WRITTEN TASK: Copy every line of the listing below without changing a single character.
DATA TO EXAMINE section start
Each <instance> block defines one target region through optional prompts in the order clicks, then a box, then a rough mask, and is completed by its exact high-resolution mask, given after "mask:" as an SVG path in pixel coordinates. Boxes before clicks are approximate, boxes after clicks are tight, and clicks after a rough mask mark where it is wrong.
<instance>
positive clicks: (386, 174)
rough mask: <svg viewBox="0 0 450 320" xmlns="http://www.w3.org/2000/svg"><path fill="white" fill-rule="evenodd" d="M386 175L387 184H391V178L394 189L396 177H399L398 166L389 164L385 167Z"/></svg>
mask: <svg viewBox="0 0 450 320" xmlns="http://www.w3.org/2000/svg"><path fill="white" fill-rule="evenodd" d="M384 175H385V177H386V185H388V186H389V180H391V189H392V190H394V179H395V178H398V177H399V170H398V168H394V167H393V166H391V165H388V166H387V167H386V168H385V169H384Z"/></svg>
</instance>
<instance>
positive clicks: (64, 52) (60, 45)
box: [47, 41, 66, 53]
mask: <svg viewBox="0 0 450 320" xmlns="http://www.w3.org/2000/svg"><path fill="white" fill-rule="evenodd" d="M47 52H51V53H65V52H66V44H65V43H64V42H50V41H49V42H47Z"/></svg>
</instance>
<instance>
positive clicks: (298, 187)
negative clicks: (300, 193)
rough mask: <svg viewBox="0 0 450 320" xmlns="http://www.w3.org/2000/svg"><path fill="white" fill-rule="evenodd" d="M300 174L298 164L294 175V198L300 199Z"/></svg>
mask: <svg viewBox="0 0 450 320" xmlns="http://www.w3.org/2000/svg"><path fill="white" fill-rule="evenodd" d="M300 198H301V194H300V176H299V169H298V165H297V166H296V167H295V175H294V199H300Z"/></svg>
DATA TO EXAMINE section end
COMPLETED TASK:
Each <instance> block defines one target region through optional prompts in the order clicks, then a box, then a rough mask, and is completed by its exact high-resolution mask, given after "mask:" as an SVG path in pixel coordinates. Boxes before clicks are approximate, boxes after clicks are tight, and clicks after a rough mask mark where it is wrong.
<instance>
positive clicks: (386, 174)
rough mask: <svg viewBox="0 0 450 320" xmlns="http://www.w3.org/2000/svg"><path fill="white" fill-rule="evenodd" d="M386 175L387 184H391V178L394 189L396 177H399L398 166L389 164L385 167Z"/></svg>
mask: <svg viewBox="0 0 450 320" xmlns="http://www.w3.org/2000/svg"><path fill="white" fill-rule="evenodd" d="M384 175H385V177H386V185H388V186H389V180H391V189H392V190H394V179H395V178H398V177H399V170H398V168H394V167H393V166H391V165H388V166H387V167H386V168H385V169H384Z"/></svg>
</instance>
<instance>
positive clicks: (64, 52) (60, 45)
box: [47, 41, 66, 53]
mask: <svg viewBox="0 0 450 320" xmlns="http://www.w3.org/2000/svg"><path fill="white" fill-rule="evenodd" d="M47 52H51V53H65V52H66V44H65V43H64V42H50V41H49V42H47Z"/></svg>
</instance>
<instance>
positive clicks: (298, 187)
negative clicks: (300, 193)
rough mask: <svg viewBox="0 0 450 320" xmlns="http://www.w3.org/2000/svg"><path fill="white" fill-rule="evenodd" d="M300 174L298 164L294 175V198L300 199Z"/></svg>
mask: <svg viewBox="0 0 450 320" xmlns="http://www.w3.org/2000/svg"><path fill="white" fill-rule="evenodd" d="M300 198H301V194H300V176H299V169H298V165H297V166H296V167H295V175H294V199H300Z"/></svg>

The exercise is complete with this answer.